He doesn't think she needs to be spayed as she is an indoor cat, but that she needs to be vaccinated? I'd ask him for his reasoning. She is beautiful, hope everything goes well for her. Let us know how things go?


----------



## catcoonz (Aug 4, 2012)

When my girl was 37.5 she went into labour 4 hours later.
I wouldn't keep taking her temperature, kittens will arrive when they are ready.


----------



## Rufus15 (Dec 4, 2015)

I'm concerned that you're still going to the same vet who told you completely the wrong information and is really not to be trusted. Let her alone now, taking her temperature daily will cause her stress which she doesn't need when pregnant. Please change vets and be patient!


----------



## Jen048 (Aug 10, 2017)

No this was a different vet, we've decided to change vets, he was really good and she's been booked in there to be spayed instead of our old vet. This new vet just said to check her temp twice a day , she doesn't hate it, she just lies there purring


----------



## Leah1986 (Aug 19, 2017)

Congratulations! I'm not a vet, I always let my cats out a bit during the day especially summer.

+++++

Exercise: Continue the forum thread about the pregnant indoor cat, adding what comes after Leah1986's last post.

Data shown:
+++++

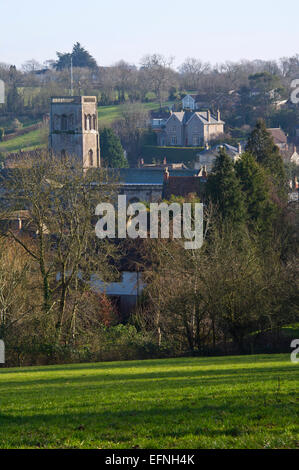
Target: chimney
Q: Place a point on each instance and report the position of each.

+++++

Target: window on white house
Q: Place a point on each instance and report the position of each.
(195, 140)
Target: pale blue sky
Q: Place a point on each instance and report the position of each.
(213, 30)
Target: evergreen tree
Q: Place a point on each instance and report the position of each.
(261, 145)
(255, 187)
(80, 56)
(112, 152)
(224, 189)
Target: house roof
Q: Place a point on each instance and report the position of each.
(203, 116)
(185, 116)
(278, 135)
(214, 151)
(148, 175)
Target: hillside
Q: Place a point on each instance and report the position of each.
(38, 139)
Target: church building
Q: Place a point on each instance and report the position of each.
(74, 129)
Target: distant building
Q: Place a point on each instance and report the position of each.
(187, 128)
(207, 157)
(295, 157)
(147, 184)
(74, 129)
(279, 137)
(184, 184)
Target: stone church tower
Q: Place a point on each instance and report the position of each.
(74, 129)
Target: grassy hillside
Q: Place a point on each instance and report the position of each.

+++++

Answer box:
----------



## Lisa2701 (May 15, 2010)

How is she today Jen? 

I am no breeder, no experience and no advice however despite the fact the people round here have been a bit shocked by the circumstances I equally know that they all want the best outcome for your girl and her kittens. Do keep us posted and continue to ask any questions your unsure of so that the experienced breeders on the site can help you get her and the kittens delivered and reared safely. 

Good luck. Both parents are gorgeous by the way. 

Just one thing worth checking also. I know what's done is done so we can't change anything now but I assume the parents aren't related in anyway? I just know that often families go the same breeders etc when they like the same breed. And also, have both the cats came from health tested lines?


----------



## Leah1986 (Aug 19, 2017)

Lisa2701 thank you for that. Yes, never put two cats together that are related for breeding. Unethical. Animal welfare matters 
I'm sure that's not the case at all.


----------



## Lisa2701 (May 15, 2010)

Leah1986 said:


> Lisa2701 thank you for that. Yes, never put two cats together that are related for breeding. Unethical. Animal welfare matters
> I'm sure that's not the case at all.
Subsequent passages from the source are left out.